Work order – All of the data should be repeated exactly; pictures are not part of the copy.

Record set –
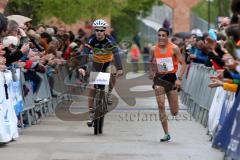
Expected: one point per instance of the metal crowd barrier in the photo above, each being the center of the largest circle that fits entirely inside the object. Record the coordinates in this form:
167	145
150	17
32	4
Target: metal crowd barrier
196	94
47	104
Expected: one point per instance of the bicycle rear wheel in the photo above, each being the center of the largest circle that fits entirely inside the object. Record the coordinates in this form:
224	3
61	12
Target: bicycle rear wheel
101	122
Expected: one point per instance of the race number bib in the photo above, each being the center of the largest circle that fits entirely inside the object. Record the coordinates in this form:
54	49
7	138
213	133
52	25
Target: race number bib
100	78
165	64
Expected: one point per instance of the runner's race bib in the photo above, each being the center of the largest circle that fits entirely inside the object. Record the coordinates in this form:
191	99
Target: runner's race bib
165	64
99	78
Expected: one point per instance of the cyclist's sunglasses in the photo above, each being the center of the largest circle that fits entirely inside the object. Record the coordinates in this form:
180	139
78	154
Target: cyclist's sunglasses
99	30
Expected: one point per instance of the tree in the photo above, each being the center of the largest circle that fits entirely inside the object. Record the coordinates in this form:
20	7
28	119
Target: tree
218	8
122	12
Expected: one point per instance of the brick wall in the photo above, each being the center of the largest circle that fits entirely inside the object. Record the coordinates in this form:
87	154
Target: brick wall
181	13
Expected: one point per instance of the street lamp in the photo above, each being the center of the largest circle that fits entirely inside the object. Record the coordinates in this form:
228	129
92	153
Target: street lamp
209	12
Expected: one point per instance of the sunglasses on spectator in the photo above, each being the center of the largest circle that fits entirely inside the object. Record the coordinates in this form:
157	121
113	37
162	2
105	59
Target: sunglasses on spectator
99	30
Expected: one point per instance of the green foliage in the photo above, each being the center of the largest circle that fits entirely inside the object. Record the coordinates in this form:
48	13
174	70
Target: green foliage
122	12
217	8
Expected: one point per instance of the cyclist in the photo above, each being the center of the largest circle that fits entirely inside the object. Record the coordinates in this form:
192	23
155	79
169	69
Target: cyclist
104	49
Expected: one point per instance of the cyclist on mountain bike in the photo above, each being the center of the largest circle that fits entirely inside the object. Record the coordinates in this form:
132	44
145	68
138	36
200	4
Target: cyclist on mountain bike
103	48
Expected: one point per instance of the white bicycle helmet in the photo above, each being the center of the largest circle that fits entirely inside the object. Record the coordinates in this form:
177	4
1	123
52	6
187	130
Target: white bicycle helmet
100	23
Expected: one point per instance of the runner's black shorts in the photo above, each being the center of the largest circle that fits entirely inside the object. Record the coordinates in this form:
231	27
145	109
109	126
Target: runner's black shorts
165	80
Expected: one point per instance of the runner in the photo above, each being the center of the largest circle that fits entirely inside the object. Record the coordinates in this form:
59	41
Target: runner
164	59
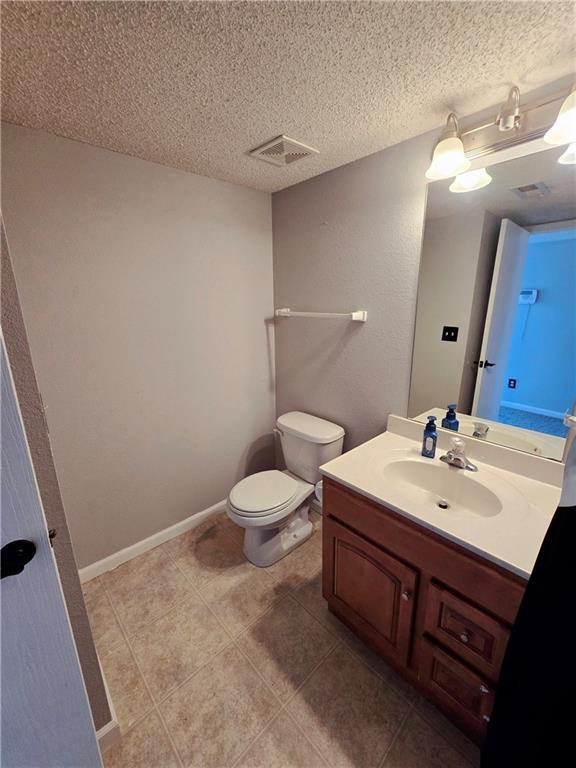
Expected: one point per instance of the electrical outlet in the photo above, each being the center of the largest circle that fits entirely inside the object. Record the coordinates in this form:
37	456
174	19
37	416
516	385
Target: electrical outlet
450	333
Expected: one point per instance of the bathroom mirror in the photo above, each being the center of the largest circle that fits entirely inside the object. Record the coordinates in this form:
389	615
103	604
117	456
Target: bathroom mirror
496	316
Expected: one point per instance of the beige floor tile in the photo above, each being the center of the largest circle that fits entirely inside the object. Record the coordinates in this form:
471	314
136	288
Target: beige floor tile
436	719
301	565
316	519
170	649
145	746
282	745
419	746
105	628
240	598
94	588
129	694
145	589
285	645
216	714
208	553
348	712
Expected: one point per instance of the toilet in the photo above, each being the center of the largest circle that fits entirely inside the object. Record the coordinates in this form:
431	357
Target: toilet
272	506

Problem solution –
Expected: one point per instance of the metal crowd barrier in the photo above, each being the center of the largest circle that fits entirely inside the object. Record the coordinates in this form:
167	145
150	17
32	4
Target: metal crowd barrier
196	94
47	104
Expected: one point per instance of the bicycle rear wheel in the photo above, each being the center of the largest circle that fits entirely inside the object. Record the coordinates in this form:
224	3
61	12
Target: bicycle rear wheel
101	122
Expected: one point per instance of the race number bib in the photo above, each being the center of the largest circle that fits entirely inside the object. Record the coordinates in this form:
54	49
7	138
213	133
52	25
Target: race number bib
100	78
165	64
Expected: one point per instance of the runner's race bib in the photo above, each being the center of the largest circle that fits entirely inside the object. Record the coordinates in this form:
191	99
Target: runner's race bib
165	64
99	78
Expected: one point per instance of the cyclist's sunglasses in the photo above, each being the center of the largest circle that fits entirely inside the object. Record the coordinates in this form:
180	139
78	154
Target: cyclist's sunglasses
99	30
Expected: one point per instance of the tree in the photo above, each being the center of the largest circle that fits entirely inside the object. Record the coordinates in this form:
20	7
28	119
Target: tree
218	8
122	12
Expected: one point per instance of the brick wall in the photo above, each being the center of the largest circle that fits entirely inside the object. Record the coordinates in this form:
87	154
Target: brick wall
181	13
Expected: one point per instance of the street lamp in the photo above, each being the center of the largest circle that fits entirely inside the object. Record the coordinates in this form:
228	129
92	153
Target: street lamp
209	12
Expected: one point per instance of the sunglasses on spectator in the photo above, each being the center of the largest circle that fits entirely inside the object. Record the coordinates in this form:
157	121
113	37
162	2
105	59
Target: sunglasses on spectator
99	30
Expected: one point per instance of the green foliage in the photo above, each being the center of the largest circle that fits entirely inside the object. Record the coordinates in this form:
48	13
174	70
Target: green foliage
122	12
217	8
Expected: one point per instance of the cyclist in the photo above, each being the center of the largest circle that fits entirely inside the object. Record the coordinates in this form:
192	23
155	79
169	69
Target: cyclist
104	49
Expected: one point per instance of the cyclist on mountain bike in the photo above, each being the center of the largest circle that fits entirely inside the object. Record the coordinates in this form:
132	44
145	68
138	36
200	4
Target: cyclist on mountain bike
103	48
Expected: one point per instance of the white bicycle helmet in the photo above, each being the center of the largest circle that fits entirely inside the object. Record the coordinates in this form:
177	4
1	123
52	6
187	130
Target: white bicycle helmet
100	23
Expected: one point per instance of the runner's black shorts in the photo above, each being the center of the largest circle that fits entirely inside the object. Record the coordinates in this form:
231	27
145	109
109	126
Target: runner's black shorts
165	80
Expected: one point per instance of the runner in the photo above, each being the center of the largest circle that fits entirely inside the object. Record the coordinates in this form:
59	41
Target: runner
164	59
Expected: one point per instance of the electrical outlet in the photo above, each being the center of the largest circle that fits entirely inside the object. Record the coordinates in this form:
37	456
174	19
37	416
516	385
Target: electrical outlet
450	333
Expected: one point per instance of the bathroom mirror in the photo above, each being the center of the largest circle that fits entirely inside the object. Record the coordinates in this form:
389	615
103	604
117	456
Target: bathroom mirror
496	316
Expected: one point per instance of the beige floor tile in the photo above, each being the center of the largest circle that fits entirely inside the object. Record the coordinates in this form:
471	314
136	288
Target: beige floor tile
436	719
301	565
316	519
170	649
145	746
282	745
419	746
105	628
240	598
94	588
129	694
145	589
285	645
216	714
208	553
348	712
Expected: one point per instance of the toilet in the photo above, each being the center of the largest circle that fits entirely inside the object. Record the coordinates in this form:
431	357
Target: toilet
272	506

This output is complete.